TASK INPUTS:
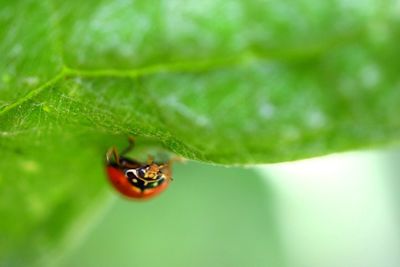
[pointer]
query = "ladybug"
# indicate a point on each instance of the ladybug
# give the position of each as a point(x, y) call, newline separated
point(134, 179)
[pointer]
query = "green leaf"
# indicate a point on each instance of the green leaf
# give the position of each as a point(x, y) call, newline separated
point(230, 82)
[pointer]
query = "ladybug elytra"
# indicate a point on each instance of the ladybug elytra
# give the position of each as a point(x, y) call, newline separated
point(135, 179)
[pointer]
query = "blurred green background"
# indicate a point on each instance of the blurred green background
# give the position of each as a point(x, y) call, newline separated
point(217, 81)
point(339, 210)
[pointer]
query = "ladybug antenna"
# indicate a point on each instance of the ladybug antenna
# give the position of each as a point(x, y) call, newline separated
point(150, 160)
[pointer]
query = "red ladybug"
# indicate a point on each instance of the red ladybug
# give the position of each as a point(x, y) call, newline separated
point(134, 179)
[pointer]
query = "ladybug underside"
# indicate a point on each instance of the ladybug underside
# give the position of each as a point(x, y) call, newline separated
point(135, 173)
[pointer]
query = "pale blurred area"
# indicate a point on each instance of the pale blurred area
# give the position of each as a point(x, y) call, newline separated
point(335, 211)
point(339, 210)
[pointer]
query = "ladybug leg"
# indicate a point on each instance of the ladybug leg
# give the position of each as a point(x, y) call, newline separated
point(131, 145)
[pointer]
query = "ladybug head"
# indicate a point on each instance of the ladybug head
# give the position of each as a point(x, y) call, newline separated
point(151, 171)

WHAT YOU ARE ASKED TO DO: Repeat each entry exactly. Pictures do not belong in the copy.

THE REPLY:
[pointer]
query = "ladybug"
# indicate a point on each instance of the ladybug
# give the position of each as a point(x, y) call, newline separated
point(134, 179)
[pointer]
query = "green leaf"
# indicate a point on each instance of the green leaf
# give the position of each as a point(x, y) call, newline separated
point(230, 82)
[pointer]
query = "ladybug elytra"
# indicate a point on each instance of the ladybug elytra
# give the position of each as a point(x, y) call, newline separated
point(135, 179)
[pointer]
query = "blurred green background"
# indicate a point on each instance of the blurred green background
# give the position of each as a point(x, y) call, newline separated
point(217, 81)
point(339, 210)
[pointer]
query = "ladybug antenna"
# indicate a point on each instance of the ladybug antenna
# give the position of each as a point(x, y) call, newline separated
point(150, 160)
[pointer]
query = "red ladybug"
# indicate a point on each instance of the red ladybug
# give the position of each as a point(x, y) call, newline separated
point(134, 179)
[pointer]
query = "ladybug underside"
# indicate a point on each instance of the ladybug underside
# give the position of each as a point(x, y) call, newline separated
point(135, 173)
[pointer]
query = "pale blurred area"
# indicate a point on each instance of the pale blurred area
# give the position of each as a point(x, y) call, newline separated
point(335, 211)
point(339, 210)
[pointer]
query = "ladybug leg"
# indicate a point on each instance of the ladybug leg
# give the position of each as a point(x, y) call, newline separated
point(131, 145)
[pointer]
query = "ladybug head"
# indicate a point on each instance of the ladybug head
# give the position of each as a point(x, y) call, newline separated
point(151, 171)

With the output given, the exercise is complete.